## Exercise brief
Where does the string "standing" appear in the listing below? Copy every line where it does.

## Dataset records
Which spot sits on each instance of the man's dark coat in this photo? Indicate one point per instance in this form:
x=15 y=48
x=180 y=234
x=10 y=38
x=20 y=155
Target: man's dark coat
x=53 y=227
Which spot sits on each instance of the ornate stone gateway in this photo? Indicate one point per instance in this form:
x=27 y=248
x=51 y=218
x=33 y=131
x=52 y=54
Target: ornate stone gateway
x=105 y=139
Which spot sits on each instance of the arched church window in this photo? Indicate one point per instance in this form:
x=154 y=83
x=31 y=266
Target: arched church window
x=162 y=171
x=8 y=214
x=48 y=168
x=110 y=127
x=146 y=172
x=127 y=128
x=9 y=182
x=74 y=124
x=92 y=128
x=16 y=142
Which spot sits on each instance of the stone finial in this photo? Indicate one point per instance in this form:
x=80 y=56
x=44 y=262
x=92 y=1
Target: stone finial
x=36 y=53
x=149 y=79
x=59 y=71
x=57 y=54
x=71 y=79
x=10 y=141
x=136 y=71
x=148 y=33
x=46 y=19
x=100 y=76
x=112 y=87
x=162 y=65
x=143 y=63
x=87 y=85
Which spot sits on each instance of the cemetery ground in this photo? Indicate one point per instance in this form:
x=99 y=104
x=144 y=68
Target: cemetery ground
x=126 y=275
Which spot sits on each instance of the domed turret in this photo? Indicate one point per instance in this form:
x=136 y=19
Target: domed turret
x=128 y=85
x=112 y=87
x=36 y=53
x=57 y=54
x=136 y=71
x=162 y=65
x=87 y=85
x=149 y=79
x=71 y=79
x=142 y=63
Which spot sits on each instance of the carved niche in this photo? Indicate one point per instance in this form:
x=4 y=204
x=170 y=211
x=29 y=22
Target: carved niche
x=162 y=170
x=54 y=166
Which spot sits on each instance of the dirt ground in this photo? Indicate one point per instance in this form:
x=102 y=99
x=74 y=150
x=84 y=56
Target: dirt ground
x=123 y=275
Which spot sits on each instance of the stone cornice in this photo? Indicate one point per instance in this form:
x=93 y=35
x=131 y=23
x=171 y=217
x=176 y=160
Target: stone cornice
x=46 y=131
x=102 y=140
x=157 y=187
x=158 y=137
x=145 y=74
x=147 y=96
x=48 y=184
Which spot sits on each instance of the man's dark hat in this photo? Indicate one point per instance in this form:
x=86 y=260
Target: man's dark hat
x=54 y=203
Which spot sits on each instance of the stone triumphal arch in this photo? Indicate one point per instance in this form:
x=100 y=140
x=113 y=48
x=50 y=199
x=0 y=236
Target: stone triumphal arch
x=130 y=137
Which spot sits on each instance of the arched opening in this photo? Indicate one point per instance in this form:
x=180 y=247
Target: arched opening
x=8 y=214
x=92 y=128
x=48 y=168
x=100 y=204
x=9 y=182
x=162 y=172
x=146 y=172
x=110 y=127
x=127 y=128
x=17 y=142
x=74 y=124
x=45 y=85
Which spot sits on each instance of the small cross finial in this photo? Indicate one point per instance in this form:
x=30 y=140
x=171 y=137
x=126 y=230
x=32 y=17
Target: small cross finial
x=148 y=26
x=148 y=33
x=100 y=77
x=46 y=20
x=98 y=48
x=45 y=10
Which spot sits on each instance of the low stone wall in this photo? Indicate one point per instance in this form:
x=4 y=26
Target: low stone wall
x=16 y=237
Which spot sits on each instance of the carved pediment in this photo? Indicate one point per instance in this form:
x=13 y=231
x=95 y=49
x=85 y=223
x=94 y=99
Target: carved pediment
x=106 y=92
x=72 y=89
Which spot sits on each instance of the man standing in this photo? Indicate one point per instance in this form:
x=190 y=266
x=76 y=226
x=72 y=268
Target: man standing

## Solution for this problem
Which spot sits on each instance of the man standing in this photo? Indicate one point per instance in this form:
Target: man standing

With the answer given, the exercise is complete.